- _Written tasks_:
1. In the forum thread about tribal drawings, rewrite the stretch from "## doenoe (Jan 3, 2006)" through "too i guess.", putting "logo" in place of "tattoo".
2. Translate this sentence from the thread about tribal drawings into Spanish: "I started drawing them anywhere i could."

- _Text extract_:
[start]
# Tribals



## doenoe (Jan 3, 2006)

I have drawing tribals for a long time now. Started when i was 12 or something and was sitting in the classroom, paying absolutly no attention to the teacher (think it was in French class). I started drawing them anywhere i could.
Anyways, these are the latest i drew. I also designed my own tattoo, i shall make a pic of that one and post it in here too i guess.

A Butterfly






A Centaur





A Scorpion





A Crocodile





Thanks for looking
Greetz Daan


----------



## Verbal (Jan 3, 2006)

Whoa, these are really cool man!


----------



## Rob (Jan 3, 2006)

That scorpian one is really good! Nice work!

Rob


----------



## doenoe (Jan 4, 2006)

thanks for the comments


----------



## zoe08 (Jan 5, 2006)

Those are really awesome!!!  Great job!!  Would love to see more!!


----------



## doenoe (Jan 6, 2006)
[end]
- _Dataset entries_:
[start]
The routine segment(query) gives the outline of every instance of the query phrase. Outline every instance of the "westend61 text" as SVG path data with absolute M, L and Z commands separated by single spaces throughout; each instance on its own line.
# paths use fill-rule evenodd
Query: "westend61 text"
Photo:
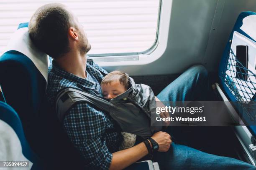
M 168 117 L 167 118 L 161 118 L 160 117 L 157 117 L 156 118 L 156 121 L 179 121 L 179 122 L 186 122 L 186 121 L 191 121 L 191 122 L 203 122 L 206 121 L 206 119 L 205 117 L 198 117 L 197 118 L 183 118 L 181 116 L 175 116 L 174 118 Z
[end]
[start]
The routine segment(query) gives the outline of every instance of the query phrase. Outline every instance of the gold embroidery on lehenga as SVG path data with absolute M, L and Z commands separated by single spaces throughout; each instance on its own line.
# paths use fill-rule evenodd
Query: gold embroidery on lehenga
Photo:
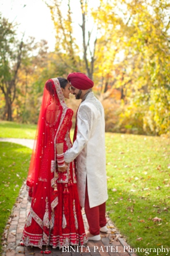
[end]
[start]
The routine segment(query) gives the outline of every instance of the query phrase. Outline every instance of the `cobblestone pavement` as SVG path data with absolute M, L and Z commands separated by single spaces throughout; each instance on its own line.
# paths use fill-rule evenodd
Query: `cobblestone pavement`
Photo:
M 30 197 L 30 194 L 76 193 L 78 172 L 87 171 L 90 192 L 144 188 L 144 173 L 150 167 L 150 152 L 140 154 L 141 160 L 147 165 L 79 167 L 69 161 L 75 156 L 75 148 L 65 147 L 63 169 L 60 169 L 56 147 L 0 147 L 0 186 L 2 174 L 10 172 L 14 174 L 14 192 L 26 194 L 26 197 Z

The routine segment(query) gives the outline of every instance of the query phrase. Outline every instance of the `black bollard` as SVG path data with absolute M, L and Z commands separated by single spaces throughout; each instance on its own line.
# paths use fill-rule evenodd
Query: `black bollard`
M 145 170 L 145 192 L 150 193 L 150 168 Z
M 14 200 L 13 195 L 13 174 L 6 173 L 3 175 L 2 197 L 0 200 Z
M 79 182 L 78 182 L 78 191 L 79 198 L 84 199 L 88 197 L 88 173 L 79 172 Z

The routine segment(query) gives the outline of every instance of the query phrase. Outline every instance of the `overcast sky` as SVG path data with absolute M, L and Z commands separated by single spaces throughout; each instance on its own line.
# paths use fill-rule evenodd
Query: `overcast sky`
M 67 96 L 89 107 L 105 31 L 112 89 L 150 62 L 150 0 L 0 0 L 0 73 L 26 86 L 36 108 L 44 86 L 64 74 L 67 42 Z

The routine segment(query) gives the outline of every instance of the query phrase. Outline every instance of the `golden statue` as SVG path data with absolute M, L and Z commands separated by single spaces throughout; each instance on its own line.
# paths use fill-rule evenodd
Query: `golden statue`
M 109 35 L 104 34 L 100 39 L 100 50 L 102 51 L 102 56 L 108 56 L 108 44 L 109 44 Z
[end]
- _Solutions_:
1.
## doenoe (Jan 3, 2006)

I have drawing tribals for a long time now. Started when i was 12 or something and was sitting in the classroom, paying absolutly no attention to the teacher (think it was in French class). I started drawing them anywhere i could.
Anyways, these are the latest i drew. I also designed my own logo, i shall make a pic of that one and post it in here too i guess.

2. Empecé a dibujarlos en cualquier lugar que podía.